:: Do this ::
Print the records again, character for character.

:: Data supplied ::
-- Begin --
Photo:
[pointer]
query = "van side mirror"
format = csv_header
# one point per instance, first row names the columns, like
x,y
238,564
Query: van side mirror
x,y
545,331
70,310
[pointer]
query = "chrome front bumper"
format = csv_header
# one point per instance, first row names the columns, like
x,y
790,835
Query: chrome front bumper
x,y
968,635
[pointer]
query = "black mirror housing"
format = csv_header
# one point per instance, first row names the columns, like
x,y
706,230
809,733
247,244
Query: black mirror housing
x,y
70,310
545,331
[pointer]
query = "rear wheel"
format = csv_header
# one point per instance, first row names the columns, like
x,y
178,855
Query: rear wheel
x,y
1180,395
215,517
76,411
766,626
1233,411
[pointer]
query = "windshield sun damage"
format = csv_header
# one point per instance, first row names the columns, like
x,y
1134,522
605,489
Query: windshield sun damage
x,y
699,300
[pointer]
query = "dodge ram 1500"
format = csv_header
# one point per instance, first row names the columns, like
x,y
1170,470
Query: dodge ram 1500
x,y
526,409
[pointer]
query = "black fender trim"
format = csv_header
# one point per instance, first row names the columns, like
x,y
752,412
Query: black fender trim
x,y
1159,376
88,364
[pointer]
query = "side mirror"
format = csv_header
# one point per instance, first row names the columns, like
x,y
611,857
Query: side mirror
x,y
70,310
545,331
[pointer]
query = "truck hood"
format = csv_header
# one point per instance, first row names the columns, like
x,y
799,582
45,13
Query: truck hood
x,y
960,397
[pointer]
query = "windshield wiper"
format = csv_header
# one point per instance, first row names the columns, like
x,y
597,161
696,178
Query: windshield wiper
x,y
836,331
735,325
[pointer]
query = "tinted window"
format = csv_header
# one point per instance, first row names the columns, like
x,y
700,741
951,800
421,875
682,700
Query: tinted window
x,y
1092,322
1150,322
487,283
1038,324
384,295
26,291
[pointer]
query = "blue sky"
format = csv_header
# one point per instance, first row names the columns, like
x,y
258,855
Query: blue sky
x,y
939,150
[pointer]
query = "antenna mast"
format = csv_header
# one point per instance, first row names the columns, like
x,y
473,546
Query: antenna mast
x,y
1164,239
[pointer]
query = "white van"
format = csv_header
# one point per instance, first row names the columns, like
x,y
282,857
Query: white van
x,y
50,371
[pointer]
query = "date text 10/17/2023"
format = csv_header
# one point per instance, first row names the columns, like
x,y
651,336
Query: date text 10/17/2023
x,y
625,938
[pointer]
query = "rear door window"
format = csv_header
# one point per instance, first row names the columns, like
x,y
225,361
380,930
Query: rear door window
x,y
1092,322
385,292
-- End --
:: Solved exercise ::
Photo:
[pointer]
query = "van side mirror"
format = csv_header
# one point per instance, first row names the columns, like
x,y
238,564
Query: van side mirror
x,y
545,331
70,310
[pointer]
query = "chrome front bumper"
format = csv_header
# one point per instance, first row names the columns, like
x,y
790,835
Query: chrome front bumper
x,y
968,635
[pointer]
query = "black mirror housing"
format = csv_header
# one point per instance, first row names the columns, like
x,y
706,230
809,733
247,244
Query: black mirror housing
x,y
70,310
545,331
[pointer]
query = "rear wheel"
format = csv_header
# one point per instance, first row names the columns, like
x,y
178,855
Query: rear wheel
x,y
1180,395
215,517
76,411
766,626
1233,411
[pointer]
query = "windshield sun damage"
format = csv_header
# one point per instance, first row names the columns, like
x,y
1134,522
605,489
Query: windshield sun damage
x,y
699,300
[pointer]
query = "dodge ram 1500"
format = csv_header
# one point per instance, first row names the columns, like
x,y
1170,470
Query: dodge ram 1500
x,y
526,409
[pointer]
query = "black fender trim"
format = csv_header
# one point per instance, first row names the columns, like
x,y
752,412
Query: black fender trim
x,y
1159,376
88,364
[pointer]
query = "side mirror"
format = csv_header
# one point per instance, first row names the columns, like
x,y
611,857
Query: side mirror
x,y
70,310
545,331
[pointer]
query = "truck hood"
format = csv_header
# one point per instance, first row names the columns, like
x,y
799,582
45,13
Query: truck hood
x,y
960,397
[pointer]
query = "windshield wiper"
format = csv_header
# one point per instance, first row names the columns, like
x,y
597,161
696,178
Query: windshield wiper
x,y
836,331
735,325
[pointer]
query = "tinted window"
format = csv_header
# one point per instance, first row names the columns, like
x,y
700,741
951,800
421,875
682,700
Query: tinted window
x,y
1092,322
1150,322
487,283
1038,324
384,295
26,291
[pointer]
query = "blue sky"
format = csv_header
# one point per instance, first row names the columns, like
x,y
258,855
Query: blue sky
x,y
939,150
[pointer]
query = "antenna mast"
format = csv_header
# one point per instance, first row names the columns, like
x,y
473,546
Query: antenna mast
x,y
1164,239
[pointer]
query = "white van"
format = csv_header
# one point per instance, first row names the columns, like
x,y
282,857
Query: white van
x,y
50,371
[pointer]
query = "date text 10/17/2023"
format = csv_header
# one point per instance, first row names the columns, like
x,y
651,336
Query: date text 10/17/2023
x,y
625,938
[pointer]
query = "rear door window"
format = csv_header
# one point per instance, first row names the columns, like
x,y
225,361
380,930
Query: rear door window
x,y
1092,322
385,292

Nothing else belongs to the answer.